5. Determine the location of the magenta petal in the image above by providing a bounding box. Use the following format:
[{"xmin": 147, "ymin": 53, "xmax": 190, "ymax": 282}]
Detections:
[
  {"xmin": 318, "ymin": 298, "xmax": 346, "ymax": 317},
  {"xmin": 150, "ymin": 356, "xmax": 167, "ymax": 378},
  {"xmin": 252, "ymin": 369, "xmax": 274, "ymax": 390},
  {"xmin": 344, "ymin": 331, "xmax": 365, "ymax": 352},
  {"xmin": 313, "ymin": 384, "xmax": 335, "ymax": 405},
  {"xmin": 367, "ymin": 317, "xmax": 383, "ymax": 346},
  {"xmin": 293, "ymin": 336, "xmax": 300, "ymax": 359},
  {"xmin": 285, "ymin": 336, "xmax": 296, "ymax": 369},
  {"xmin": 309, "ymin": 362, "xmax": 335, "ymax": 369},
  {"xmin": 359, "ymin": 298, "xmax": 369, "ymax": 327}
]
━━━━
→ Your instructions:
Transcribe every row above verbatim, changing nothing.

→ The completed task:
5. Determine the location of the magenta petal in the image above by providing a bounding box. Use the following format:
[{"xmin": 147, "ymin": 53, "xmax": 190, "ymax": 282}]
Detections:
[
  {"xmin": 318, "ymin": 298, "xmax": 346, "ymax": 317},
  {"xmin": 150, "ymin": 356, "xmax": 167, "ymax": 378},
  {"xmin": 252, "ymin": 369, "xmax": 274, "ymax": 390},
  {"xmin": 344, "ymin": 331, "xmax": 365, "ymax": 352},
  {"xmin": 313, "ymin": 384, "xmax": 335, "ymax": 405},
  {"xmin": 367, "ymin": 317, "xmax": 383, "ymax": 346},
  {"xmin": 293, "ymin": 336, "xmax": 300, "ymax": 359},
  {"xmin": 285, "ymin": 336, "xmax": 296, "ymax": 369},
  {"xmin": 309, "ymin": 362, "xmax": 335, "ymax": 369},
  {"xmin": 359, "ymin": 298, "xmax": 369, "ymax": 327}
]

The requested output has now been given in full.